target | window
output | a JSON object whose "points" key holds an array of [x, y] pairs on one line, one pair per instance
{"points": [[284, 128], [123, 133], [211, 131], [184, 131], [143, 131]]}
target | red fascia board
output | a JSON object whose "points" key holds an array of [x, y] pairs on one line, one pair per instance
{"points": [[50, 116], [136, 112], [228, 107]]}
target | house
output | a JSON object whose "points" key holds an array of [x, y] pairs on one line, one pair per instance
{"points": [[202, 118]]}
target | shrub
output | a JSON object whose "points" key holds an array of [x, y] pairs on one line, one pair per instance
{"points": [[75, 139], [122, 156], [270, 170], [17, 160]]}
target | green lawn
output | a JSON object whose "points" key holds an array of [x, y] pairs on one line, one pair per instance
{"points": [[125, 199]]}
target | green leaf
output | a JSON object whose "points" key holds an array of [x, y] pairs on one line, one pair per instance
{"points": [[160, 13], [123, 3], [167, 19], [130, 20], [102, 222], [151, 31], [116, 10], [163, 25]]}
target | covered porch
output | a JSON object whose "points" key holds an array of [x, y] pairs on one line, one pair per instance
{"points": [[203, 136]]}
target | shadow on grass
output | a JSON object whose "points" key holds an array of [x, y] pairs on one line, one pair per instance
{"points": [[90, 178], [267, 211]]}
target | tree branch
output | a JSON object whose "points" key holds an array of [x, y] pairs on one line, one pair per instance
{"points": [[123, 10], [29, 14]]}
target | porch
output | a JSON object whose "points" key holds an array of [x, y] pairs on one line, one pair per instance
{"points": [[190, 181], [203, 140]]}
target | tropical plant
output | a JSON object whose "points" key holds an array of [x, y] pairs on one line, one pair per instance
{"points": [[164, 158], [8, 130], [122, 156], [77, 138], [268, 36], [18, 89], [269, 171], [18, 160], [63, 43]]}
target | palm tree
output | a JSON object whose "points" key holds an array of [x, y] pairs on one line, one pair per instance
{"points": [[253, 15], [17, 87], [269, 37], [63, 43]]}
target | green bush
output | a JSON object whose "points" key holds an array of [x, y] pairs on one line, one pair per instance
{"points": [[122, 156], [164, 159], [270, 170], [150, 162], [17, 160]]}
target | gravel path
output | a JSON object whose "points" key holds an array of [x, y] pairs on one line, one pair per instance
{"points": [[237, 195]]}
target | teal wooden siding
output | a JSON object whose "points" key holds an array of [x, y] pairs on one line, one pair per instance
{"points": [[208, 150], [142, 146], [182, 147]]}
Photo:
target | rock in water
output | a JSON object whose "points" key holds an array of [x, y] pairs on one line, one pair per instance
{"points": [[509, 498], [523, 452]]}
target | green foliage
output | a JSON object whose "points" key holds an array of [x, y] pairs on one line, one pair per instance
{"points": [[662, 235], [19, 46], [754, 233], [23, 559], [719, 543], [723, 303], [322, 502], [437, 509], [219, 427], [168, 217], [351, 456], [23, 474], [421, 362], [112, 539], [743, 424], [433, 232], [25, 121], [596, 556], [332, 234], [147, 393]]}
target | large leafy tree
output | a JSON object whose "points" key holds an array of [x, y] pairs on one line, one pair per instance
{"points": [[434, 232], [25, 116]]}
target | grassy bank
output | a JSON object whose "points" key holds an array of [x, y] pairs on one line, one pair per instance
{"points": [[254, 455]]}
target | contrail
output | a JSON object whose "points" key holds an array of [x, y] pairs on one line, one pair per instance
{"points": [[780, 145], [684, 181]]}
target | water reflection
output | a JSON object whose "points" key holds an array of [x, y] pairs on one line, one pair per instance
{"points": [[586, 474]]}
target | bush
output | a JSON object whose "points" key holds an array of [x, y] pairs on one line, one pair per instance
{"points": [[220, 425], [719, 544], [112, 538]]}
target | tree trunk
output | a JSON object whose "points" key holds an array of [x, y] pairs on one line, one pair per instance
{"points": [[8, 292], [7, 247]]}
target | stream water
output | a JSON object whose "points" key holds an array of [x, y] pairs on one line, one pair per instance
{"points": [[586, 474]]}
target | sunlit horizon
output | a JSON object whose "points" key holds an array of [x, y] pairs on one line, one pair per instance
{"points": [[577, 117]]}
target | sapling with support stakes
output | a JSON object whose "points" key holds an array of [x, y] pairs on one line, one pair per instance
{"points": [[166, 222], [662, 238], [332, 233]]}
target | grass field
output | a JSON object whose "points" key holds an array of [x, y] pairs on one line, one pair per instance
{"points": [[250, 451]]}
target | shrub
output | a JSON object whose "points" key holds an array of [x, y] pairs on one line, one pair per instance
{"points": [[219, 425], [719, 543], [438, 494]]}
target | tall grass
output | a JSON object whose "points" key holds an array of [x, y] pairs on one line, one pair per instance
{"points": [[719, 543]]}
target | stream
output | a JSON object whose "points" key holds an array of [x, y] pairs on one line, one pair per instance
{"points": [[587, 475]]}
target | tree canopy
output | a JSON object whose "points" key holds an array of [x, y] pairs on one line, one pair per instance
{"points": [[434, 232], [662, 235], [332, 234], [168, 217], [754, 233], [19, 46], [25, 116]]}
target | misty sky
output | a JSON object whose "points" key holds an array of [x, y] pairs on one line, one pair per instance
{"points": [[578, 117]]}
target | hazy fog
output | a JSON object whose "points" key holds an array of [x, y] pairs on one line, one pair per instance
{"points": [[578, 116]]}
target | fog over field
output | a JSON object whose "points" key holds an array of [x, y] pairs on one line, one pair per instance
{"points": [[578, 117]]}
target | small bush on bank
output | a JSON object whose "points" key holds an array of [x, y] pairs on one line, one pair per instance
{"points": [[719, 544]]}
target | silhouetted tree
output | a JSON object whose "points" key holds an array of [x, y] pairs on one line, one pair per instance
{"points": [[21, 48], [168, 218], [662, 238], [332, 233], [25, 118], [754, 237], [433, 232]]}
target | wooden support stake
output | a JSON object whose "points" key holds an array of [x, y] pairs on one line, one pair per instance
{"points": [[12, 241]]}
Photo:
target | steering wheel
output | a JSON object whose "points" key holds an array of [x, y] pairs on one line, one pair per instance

---

*Problem to solve:*
Make a verbatim copy of every entry shown above.

*Finished task:*
target | window
output | a JSON object whose "points" key holds an array of [x, y] pairs on one line, one pair per instance
{"points": [[284, 128], [123, 133], [211, 131], [184, 131], [143, 131]]}
target | red fascia board
output | a JSON object whose "points" key holds an array of [x, y] pairs on one line, one pair per instance
{"points": [[50, 116], [136, 112], [228, 107]]}
target | house
output | a JSON object whose "points" key holds an array of [x, y] pairs on one line, one pair per instance
{"points": [[202, 118]]}
target | shrub
output | a JSON object whose "points" key holds an array of [x, y] pairs on one line, one pair per instance
{"points": [[75, 139], [122, 156], [270, 170], [17, 160]]}
target | green lawn
output | a JSON object whose "points" key holds an array of [x, y] pairs on one line, one pair per instance
{"points": [[125, 199]]}
target | green leaf
output | a JSON object whose "points" key holds an array of [x, y] pairs on one line, one pair per instance
{"points": [[160, 13], [123, 3], [167, 19], [130, 20], [102, 222], [151, 31], [116, 10], [163, 25]]}
target | covered porch
output | a JSON object whose "points" key holds an array of [x, y] pairs on one line, one pair per instance
{"points": [[203, 136]]}
target | shadow on grass
output | a JSON object whose "points" key holds an array of [x, y] pairs on one line, one pair per instance
{"points": [[90, 178], [267, 211]]}
target | tree branch
output | a JSON object whose "points" key holds an array of [x, y] pairs on one line, one pair per instance
{"points": [[123, 10], [29, 14]]}
target | porch
output | a JSON object whose "points" key holds an array of [x, y] pairs on one line, one pair per instance
{"points": [[190, 181], [203, 140]]}
target | tropical plant
output | a JSON object whose "points" key holds an array of [x, y] pairs on one line, one pair per instance
{"points": [[164, 158], [8, 130], [122, 156], [77, 138], [268, 36], [18, 89], [269, 171], [18, 160], [63, 43]]}
target | palm tree
output | a JSON object whose "points" key holds an array of [x, y] pairs on one line, one pair per instance
{"points": [[253, 15], [17, 87], [269, 37], [63, 43]]}
target | green bush
output | a JSON object whose "points" key holds an array of [x, y] pairs on one line, one pair per instance
{"points": [[122, 156], [164, 159], [270, 170], [150, 162], [17, 160]]}
target | gravel path
output | a JSON object whose "points" key holds an array of [x, y] pairs on one line, one pair per instance
{"points": [[237, 195]]}
target | teal wooden siding
output | a JSON object whose "points" key holds an array of [x, y] pairs on one line, one pair per instance
{"points": [[208, 150], [142, 146], [182, 147]]}
Photo:
target | rock in water
output | a JSON object whose "points" key holds an array of [x, y] pairs on one line, one pair per instance
{"points": [[509, 498], [523, 452]]}
target | green foliage
output | a JSON object whose "points" key holds an array of [x, y] pairs on one line, one pair per instance
{"points": [[662, 235], [19, 46], [754, 233], [23, 559], [719, 543], [723, 303], [322, 502], [437, 509], [219, 427], [168, 217], [351, 456], [23, 474], [421, 362], [112, 539], [743, 424], [433, 232], [25, 121], [596, 556], [332, 234], [147, 393]]}
target | large leafy tree
output | a JSON object whose "points" key holds an array of [x, y] pairs on one line, one pair per instance
{"points": [[434, 232], [25, 116]]}
target | grassy bank
output | a JSON object whose "points" key holds an array of [x, y] pairs on one line, one pair per instance
{"points": [[254, 455]]}
target | contrail
output | a JSON object whose "points" key holds an array of [x, y] pairs on one line, one pair per instance
{"points": [[780, 145], [684, 181]]}
target | water reflection
output | a JSON object whose "points" key holds an array of [x, y] pairs on one line, one pair per instance
{"points": [[586, 474]]}
target | bush
output | a JSON object whose "points" key holds an array of [x, y] pairs on one line, one pair per instance
{"points": [[220, 425], [719, 544], [112, 538]]}
target | tree trunk
output | a JSON object whose "points" key holds an array of [x, y] pairs on one line, one pair per instance
{"points": [[8, 292], [7, 247]]}
target | stream water
output | a JSON object whose "points" key holds an array of [x, y] pairs on one line, one pair per instance
{"points": [[586, 474]]}
target | sunlit horizon
output | a JSON object whose "points" key holds an array of [x, y] pairs on one line, one pair per instance
{"points": [[577, 117]]}
target | sapling with support stakes
output | a JSON object whose "points" key holds an array of [x, y] pairs on one line, one pair per instance
{"points": [[166, 222], [662, 238], [332, 233]]}
target | grass field
output | a JSON object whose "points" key holds an array of [x, y] pairs on one line, one pair per instance
{"points": [[250, 451]]}
target | shrub
output | a JSON object whose "points" key holds an array of [x, y] pairs on one line, one pair per instance
{"points": [[219, 425], [719, 543], [438, 494]]}
target | tall grass
output | a JSON object whose "points" key holds an array of [x, y] pairs on one line, one pair per instance
{"points": [[719, 543]]}
target | stream
output | a JSON object whose "points" key holds an array of [x, y] pairs on one line, one pair per instance
{"points": [[587, 475]]}
target | tree canopy
output | a JSON object whose "points" key holds an array of [x, y] pairs on one line, one pair per instance
{"points": [[434, 232], [662, 235], [332, 234], [168, 217], [754, 233], [19, 46], [25, 116]]}
target | misty sky
output | a JSON object whose "points" key holds an array of [x, y] pairs on one line, one pair per instance
{"points": [[578, 117]]}
target | hazy fog
output | a JSON object whose "points" key holds an array of [x, y] pairs on one line, one pair per instance
{"points": [[578, 116]]}
target | fog over field
output | a JSON object whose "points" key holds an array of [x, y] pairs on one line, one pair per instance
{"points": [[578, 117]]}
target | small bush on bank
output | a JSON object whose "points" key holds an array of [x, y] pairs on one line, one pair per instance
{"points": [[719, 544]]}
target | silhouetted tree
output | a JSON object whose "points" key holds an array of [x, y] pairs on one line, one pair per instance
{"points": [[21, 48], [168, 218], [662, 238], [332, 233], [25, 118], [754, 237], [433, 232]]}
target | wooden support stake
output | a JSON object whose "points" key holds an array of [x, y] pairs on one line, one pair per instance
{"points": [[12, 241]]}
Photo:
target | steering wheel
output | a JSON object whose "points" key holds an array of [x, y] pairs on one line, one pair per instance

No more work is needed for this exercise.